*Work to do*.
Write out all the material exactly. Leave nothing out.

Data extracted from a collection

>>

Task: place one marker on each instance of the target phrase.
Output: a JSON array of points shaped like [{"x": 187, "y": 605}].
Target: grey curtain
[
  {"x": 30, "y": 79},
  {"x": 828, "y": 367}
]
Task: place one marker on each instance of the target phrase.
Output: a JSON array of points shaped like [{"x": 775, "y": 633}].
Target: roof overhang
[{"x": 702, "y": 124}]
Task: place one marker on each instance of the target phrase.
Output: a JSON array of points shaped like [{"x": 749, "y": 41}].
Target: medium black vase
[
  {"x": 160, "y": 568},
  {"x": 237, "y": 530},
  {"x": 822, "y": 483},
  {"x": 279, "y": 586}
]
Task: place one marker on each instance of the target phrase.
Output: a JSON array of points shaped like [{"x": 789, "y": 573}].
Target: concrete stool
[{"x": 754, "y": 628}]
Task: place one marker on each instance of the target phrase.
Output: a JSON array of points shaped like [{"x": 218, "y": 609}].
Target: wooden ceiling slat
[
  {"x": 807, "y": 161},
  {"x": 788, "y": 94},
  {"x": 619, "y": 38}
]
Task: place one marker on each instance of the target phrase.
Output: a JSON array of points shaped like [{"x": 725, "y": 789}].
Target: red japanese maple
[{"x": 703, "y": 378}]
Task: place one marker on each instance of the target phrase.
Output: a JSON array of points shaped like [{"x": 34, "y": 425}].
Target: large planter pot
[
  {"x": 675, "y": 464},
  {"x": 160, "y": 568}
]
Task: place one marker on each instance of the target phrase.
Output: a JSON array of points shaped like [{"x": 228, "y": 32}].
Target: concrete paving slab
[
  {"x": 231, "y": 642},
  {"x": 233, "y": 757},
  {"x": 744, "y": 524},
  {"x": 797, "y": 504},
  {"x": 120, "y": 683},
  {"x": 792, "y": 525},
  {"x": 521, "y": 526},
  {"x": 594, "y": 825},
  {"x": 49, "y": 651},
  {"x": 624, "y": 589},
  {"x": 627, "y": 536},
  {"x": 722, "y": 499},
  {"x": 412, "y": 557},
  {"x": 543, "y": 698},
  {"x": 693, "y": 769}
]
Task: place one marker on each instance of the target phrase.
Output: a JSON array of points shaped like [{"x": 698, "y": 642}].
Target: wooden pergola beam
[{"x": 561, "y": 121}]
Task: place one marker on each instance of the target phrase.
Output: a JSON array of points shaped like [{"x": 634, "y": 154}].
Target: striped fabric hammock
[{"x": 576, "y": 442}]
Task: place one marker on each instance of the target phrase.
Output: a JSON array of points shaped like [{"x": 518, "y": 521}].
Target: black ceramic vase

<<

*Result of the exercise*.
Task: place one marker on each instance of the target phrase.
Output: a JSON array of points shaped like [{"x": 187, "y": 605}].
Target: grey curtain
[
  {"x": 30, "y": 79},
  {"x": 828, "y": 367}
]
Task: place one marker on each instance of the target phrase.
Output: a JSON array of points shaped like [{"x": 775, "y": 633}].
Target: roof overhang
[{"x": 702, "y": 124}]
Task: place one marker on each instance of the target phrase.
Output: a JSON array of points shaped like [{"x": 749, "y": 41}].
Target: medium black vase
[
  {"x": 160, "y": 568},
  {"x": 237, "y": 530},
  {"x": 822, "y": 483},
  {"x": 279, "y": 586}
]
Task: place one marker on each instance of the target phrase.
Output: a JSON array of points shaped like [{"x": 789, "y": 573}].
Target: concrete stool
[{"x": 754, "y": 628}]
Task: place one marker on each instance of the target phrase.
Output: a JSON array of points shaped like [{"x": 218, "y": 609}].
Target: wooden ceiling slat
[
  {"x": 807, "y": 161},
  {"x": 788, "y": 94},
  {"x": 619, "y": 38}
]
Task: place one marker on each instance of the target phrase.
Output: a JSON array of points shaped like [{"x": 725, "y": 789}].
Target: red japanese maple
[{"x": 703, "y": 378}]
Task: place one marker on each instance of the target phrase.
Output: a JSON array of points shaped like [{"x": 34, "y": 425}].
Target: large planter pot
[
  {"x": 675, "y": 464},
  {"x": 160, "y": 568}
]
Task: place one marker on each instance of the target phrase.
Output: a JSON array of points shaped like [{"x": 228, "y": 32}].
Target: concrete paving slab
[
  {"x": 231, "y": 642},
  {"x": 233, "y": 757},
  {"x": 744, "y": 524},
  {"x": 797, "y": 504},
  {"x": 120, "y": 683},
  {"x": 792, "y": 525},
  {"x": 521, "y": 526},
  {"x": 594, "y": 825},
  {"x": 49, "y": 651},
  {"x": 624, "y": 589},
  {"x": 627, "y": 536},
  {"x": 722, "y": 499},
  {"x": 412, "y": 557},
  {"x": 543, "y": 698},
  {"x": 693, "y": 769}
]
Task: place one marker on each instance of the target phrase.
Output: a JSON array of points shaped like [{"x": 698, "y": 642}].
Target: wooden pergola beam
[{"x": 561, "y": 121}]
Task: place one marker on each instance of the target phrase.
Output: a JSON array of points shaped like [{"x": 634, "y": 154}].
Target: striped fabric hammock
[{"x": 576, "y": 442}]
Task: place one marker on each instance of the target phrase.
Output: a JSON array of points shaped like [{"x": 518, "y": 521}].
Target: black ceramic vase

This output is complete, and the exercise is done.